***** READING TEXT
If on ebay always go for a long standing seller with min 95% of feedback particularly relating to pipes, the odd seller will show up with bargain pipes that has never dealt in pipes before. I espeically get a touch suspicious when they're using obviously copied from a long established seller. If in doubt about a seller or vendor, post a thread to see if anyone has any experience with the seller or if the pipe is the genuine article, pipers don't like to see other pipers ripped off.


----------



## gahdzila (Apr 29, 2010)

I started out with corncob pipes. I like the way they smoke so much that the only reason I even considered buying a briar was to have something nice looking (or at least BETTER looking LOL) to smoke in public. Cobs are fantastic smokers.

I'll be the voice of dissention on clays - I like them a lot, actually. No, you won't have a good outcome if you throw them against a brick wall. But IMO they're actually more bulletproof than other pipes in some ways. I've got an 8 inch clay tavern that smokes fantastically no matter what I throw at it. The bowl LOOKS small, but it holds a surprisingly large amount of tobacco. The bowl gets hot, of course, but the smoke is always cool and dry. My 7 inch Dutch Gouda clay isn't quite as forgiving (it will smoke a little hot if I abuse it), but it's a great pipe as well. I also own a LePeltier, which I love. The LePeltier does have a small bowl, but it doesn't mind at all if you smoke two or three bowls back-to-back.


----------



## freestoke (Feb 13, 2011)

gahdzila said:


> I'll be the voice of dissention on clays - I like them a lot, actually.


I'd like to be able to smoke a clay, but I can't figure out how. The way the draught hole flutes into the bowl on mine, it makes a funnel so that any scrap of tobacco at the bottom of the bowl immediately blocks the airway. Even trying to fold and stuff or musketball, it seems a little scrap always falls into the bottom and that's the end of any hopes for smoking it. I've managed a few bowls with taking a few puffs, push the pipe cleaner down, two more puffs, pipe cleaner, puff, pipe cleaner...but it's just a lot of work. I've thought about getting one of those little screens for the bottom, but I don't think I'd like that.

As for cobs, I smoke cobs a lot, especially when I'm out and about.


----------



## Savvy (Jun 23, 2007)

I have a few non-briar pipes. Definitely not something to shy away from if you find one that catches your eye. Cobs of course are a nice outdoors pipe if you're doing work and don't want to risk possibly ruining a nice briar. Cobs are also nice in that they don't ghost and can usually be smoked again after they've cooled down. Meerschaum pipes also have a lot of the same qualities as cobs, but are much more fragile. Also if you look at a meer, make sure it is made from block meerschaum instead of a pressed meerschaum. The quality is just much better. I have a few morta pipes as well. I just wanted to try them as something different. They smoke fantastically cool, and a sandblasted morta is just stunning to look at and hold. Definitely take a look at those (but they can be quite pricey as morta is extremely hard to work with--many flaws in the wood, chews up sandpaper like nothing). Another medium I'm considering looking at myself is Olive wood pipes. The graining on them is very interesting, and I know a lot of people that are happy with theirs. So, with that said, just because it's not a briar doesn't mean its not worth taking a look at. Hope you find something you enjoy, briar or not. And welcome to the world of pipes.
**********
**WORK INSTRUCTIONS**. Continue the forum thread about tobacco pipes, picking up right after its final sentence.
***** RECORD SET
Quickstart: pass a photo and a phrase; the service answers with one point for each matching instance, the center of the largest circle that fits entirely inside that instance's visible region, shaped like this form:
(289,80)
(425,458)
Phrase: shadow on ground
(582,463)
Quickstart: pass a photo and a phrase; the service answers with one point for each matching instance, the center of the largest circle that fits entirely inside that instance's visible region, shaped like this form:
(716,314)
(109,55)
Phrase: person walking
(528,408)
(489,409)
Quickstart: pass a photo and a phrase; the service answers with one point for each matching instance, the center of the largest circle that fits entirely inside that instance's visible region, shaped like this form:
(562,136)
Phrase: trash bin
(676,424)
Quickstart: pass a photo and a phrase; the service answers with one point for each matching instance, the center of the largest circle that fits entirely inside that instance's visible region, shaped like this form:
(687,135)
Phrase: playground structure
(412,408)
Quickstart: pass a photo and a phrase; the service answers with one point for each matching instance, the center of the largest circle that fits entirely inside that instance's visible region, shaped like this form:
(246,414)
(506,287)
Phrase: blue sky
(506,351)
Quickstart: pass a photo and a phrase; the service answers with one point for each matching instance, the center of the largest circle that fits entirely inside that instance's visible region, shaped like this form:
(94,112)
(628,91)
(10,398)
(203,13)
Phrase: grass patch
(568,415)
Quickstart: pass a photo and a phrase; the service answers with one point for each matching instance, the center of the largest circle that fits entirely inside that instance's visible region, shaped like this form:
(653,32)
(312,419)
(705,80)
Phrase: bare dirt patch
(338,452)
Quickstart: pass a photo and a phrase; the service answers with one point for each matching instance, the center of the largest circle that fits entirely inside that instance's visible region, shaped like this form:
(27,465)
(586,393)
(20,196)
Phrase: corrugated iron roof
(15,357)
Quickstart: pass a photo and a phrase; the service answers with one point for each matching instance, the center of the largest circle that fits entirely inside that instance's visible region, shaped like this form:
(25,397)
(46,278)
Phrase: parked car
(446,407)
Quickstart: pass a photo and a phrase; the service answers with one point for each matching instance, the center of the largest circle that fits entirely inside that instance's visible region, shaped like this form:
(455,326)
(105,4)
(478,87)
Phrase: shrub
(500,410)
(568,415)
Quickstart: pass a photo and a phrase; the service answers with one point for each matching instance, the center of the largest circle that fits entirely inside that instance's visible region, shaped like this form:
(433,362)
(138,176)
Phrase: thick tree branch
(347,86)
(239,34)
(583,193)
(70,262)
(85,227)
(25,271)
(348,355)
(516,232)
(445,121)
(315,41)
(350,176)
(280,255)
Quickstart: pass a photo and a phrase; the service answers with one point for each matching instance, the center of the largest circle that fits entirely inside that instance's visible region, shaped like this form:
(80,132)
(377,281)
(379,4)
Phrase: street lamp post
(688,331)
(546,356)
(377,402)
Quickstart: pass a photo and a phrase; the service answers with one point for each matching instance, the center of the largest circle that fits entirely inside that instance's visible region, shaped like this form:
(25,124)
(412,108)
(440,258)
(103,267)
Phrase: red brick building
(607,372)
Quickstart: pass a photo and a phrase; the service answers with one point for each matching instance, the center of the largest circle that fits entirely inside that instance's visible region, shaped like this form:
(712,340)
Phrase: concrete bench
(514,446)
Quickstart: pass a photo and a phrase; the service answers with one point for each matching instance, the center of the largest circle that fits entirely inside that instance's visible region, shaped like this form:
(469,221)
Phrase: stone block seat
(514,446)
**********
**OUTPUT FOR THIS EXERCISE**.
----------



## Kenny_Jo (Dec 14, 2011)

Thanks everyone.

Okay.. For the information I have so far (both from you guys and internet). 
I have the following conclusion (Correct me if I am wrong!!).

Non-Briar wood:
Can be either good or bad, depending on the construction and a good "breaking in".
Can get too hot sometimes since the wood is not that heat-isolate. 

Meerschaum:
Only block meerschaum made good pipe. Can be tell by great crafting job because press meerschaum cannot have complicated crafting.
Better crafting makes it more expensive but don't use that as the only concern since meerschaum is a great pipe as well as a piece of art.
Need to handle with care and clean hands!!

Clay:
Can be consider as an defensive weapon, good for pipe smoker who need to go home alone in the dark!! Just kidding (Clay pipe is hard but also brittle).. But the clay pipe does suffer abuse (some mistakes like burnout) more stoically than other pipe.
Get really hot when smoking, other than that, a very good choice for smoking pipe.

Cob:
Easy to handle and cheap, great for beginner.


----------



## freestoke (Feb 13, 2011)

Kenny_Jo said:


> Thanks everyone.
> 
> Clay:
> Can be consider as an defensive weapon, good for pipe smoker who need to go home alone in the dark!! (just kidding.. *But the pipe is hard and difficult to break.*)
> Get really hot when smoking, other than that, a very good choice for smoking pipe.


You take excellent notes! :tu I think you misunderstood about clay, however -- it's very EASY to break a clay. They are extremely thin-walled pottery. Think of a porcelain vase that has walls only 1mm thick.


----------



## gahdzila (Apr 29, 2010)

Yeah, I probably wasn't clear enough in my post. Clays are very fragile if you drop them. But they're more forgiving than other media in that it's impossible to burn out a clay! Clays smoke dryer than other media. They also do not ghost. And they need no rest between smokes other than just a minute or two to cool.


----------



## Kenny_Jo (Dec 14, 2011)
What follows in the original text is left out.